Records from a dataset
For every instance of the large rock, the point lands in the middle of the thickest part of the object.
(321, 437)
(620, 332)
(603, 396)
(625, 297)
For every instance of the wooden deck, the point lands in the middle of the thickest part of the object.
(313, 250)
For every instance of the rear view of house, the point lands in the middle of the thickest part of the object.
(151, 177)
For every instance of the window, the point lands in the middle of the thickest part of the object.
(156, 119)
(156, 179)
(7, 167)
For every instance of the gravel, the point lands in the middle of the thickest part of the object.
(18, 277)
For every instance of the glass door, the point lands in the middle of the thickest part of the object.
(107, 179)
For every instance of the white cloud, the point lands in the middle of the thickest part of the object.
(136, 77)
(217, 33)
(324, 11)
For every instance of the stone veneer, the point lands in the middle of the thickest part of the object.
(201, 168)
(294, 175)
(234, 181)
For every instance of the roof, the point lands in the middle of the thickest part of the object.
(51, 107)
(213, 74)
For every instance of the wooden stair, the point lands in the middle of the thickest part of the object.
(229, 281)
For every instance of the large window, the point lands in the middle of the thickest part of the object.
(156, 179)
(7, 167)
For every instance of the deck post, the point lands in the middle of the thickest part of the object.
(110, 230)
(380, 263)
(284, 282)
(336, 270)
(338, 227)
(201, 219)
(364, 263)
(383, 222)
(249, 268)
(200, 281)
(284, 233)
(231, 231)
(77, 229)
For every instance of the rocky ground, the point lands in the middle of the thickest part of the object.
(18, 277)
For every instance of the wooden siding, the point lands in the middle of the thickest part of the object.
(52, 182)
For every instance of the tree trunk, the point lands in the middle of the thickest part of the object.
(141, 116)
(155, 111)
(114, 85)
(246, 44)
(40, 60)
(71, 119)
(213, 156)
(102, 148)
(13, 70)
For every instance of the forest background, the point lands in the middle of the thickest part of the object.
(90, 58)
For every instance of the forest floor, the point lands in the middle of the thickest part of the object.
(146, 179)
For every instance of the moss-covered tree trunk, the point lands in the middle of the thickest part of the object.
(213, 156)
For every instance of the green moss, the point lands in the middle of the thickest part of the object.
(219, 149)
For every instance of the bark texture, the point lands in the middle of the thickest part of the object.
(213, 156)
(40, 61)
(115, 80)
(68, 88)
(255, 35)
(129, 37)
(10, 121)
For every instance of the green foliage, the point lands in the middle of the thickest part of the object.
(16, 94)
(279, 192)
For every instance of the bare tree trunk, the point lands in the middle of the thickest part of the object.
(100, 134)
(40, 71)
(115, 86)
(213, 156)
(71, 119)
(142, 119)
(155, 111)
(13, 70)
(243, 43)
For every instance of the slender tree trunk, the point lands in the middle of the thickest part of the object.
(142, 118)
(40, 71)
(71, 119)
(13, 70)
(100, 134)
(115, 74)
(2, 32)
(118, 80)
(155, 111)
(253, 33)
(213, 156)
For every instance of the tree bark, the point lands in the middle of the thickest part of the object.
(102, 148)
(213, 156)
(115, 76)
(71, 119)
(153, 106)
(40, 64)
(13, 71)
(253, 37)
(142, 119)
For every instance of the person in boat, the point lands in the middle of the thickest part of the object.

→ **Your task**
This calls for an exact transcription of every entry above.

→ **Answer below**
For every instance of the large rock, the point lands in the middle of the thickest part of the object.
(321, 437)
(620, 332)
(603, 396)
(625, 297)
For every instance of the wooden deck, the point lands in the middle of the thickest part of the object.
(313, 250)
For every instance of the rear view of house, the point lands in the middle of the thickest part of the object.
(151, 177)
For every instance of the window, the point lands in the middle of the thickest part of the object.
(156, 119)
(156, 179)
(7, 167)
For every instance of the gravel, the point lands in the middle of the thickest part of the object.
(18, 277)
For every instance of the glass door, the point lands in the middle of the thickest part of the object.
(107, 179)
For every instance of the white cloud, the point lands in the middle of the thickest part of the object.
(136, 77)
(217, 33)
(324, 11)
For every instance of the stone veneer, the point lands in the middle of the thickest part of the object.
(201, 168)
(294, 175)
(234, 181)
For every instance of the roof, the point lands in the middle of the thickest part of the object.
(51, 107)
(213, 74)
For every instance of the wooden stair, the point lands in the middle of the thickest part of the object.
(229, 281)
For every instance of the large window, the point lands in the middle of the thickest part of the object.
(156, 179)
(7, 167)
For every instance of the deck post, the point lands in the middle of the thickest part of the object.
(110, 230)
(380, 263)
(284, 282)
(336, 270)
(338, 227)
(201, 219)
(364, 263)
(383, 222)
(249, 268)
(200, 281)
(284, 233)
(231, 231)
(77, 229)
For every instance of the rocky ground, the point lands in the middle of the thickest part of the object.
(18, 277)
For every instance of the wooden siding, the point lands in the middle of the thickest part of the object.
(52, 182)
For every instance of the tree trunk, the point lands in the middle of the thickest part of the object.
(141, 116)
(155, 111)
(114, 85)
(246, 44)
(40, 60)
(71, 119)
(213, 156)
(102, 148)
(13, 70)
For every instance of the forest background, the point lands in the middle of the thickest part of the object.
(90, 58)
For every instance of the forest floor, the point lands in the middle of the thickest part of the object.
(146, 179)
For every instance of the moss-covered tree trunk, the point lands in the middle of the thickest part of the object.
(213, 156)
For every instance of the green moss, the point lands in the middle of the thickest part of the object.
(219, 149)
For every instance of the bark texture, the point lands in the middle of the thickest part of the object.
(213, 156)
(40, 61)
(115, 80)
(68, 88)
(255, 35)
(129, 37)
(10, 121)
For every instance of the green foliage, the point lands in the middle of the thickest part of the object.
(16, 94)
(279, 192)
For every instance of the bare tree trunk, the point lands in the middle of the thickest part of the object.
(100, 134)
(40, 71)
(115, 86)
(213, 156)
(71, 119)
(142, 119)
(155, 111)
(13, 70)
(243, 43)
For every instance of the slender tree trunk, the point lands in the middle of the thickest part of the object.
(142, 118)
(40, 71)
(71, 119)
(13, 70)
(100, 134)
(115, 74)
(2, 32)
(118, 80)
(155, 111)
(253, 33)
(213, 156)
For every instance of the tree bark, the point lands in the middle of the thickest part of the object.
(102, 148)
(213, 156)
(115, 76)
(71, 119)
(153, 106)
(40, 64)
(13, 71)
(253, 37)
(142, 119)
For every instance of the person in boat, the point lands in the middle of the thickest part of the object.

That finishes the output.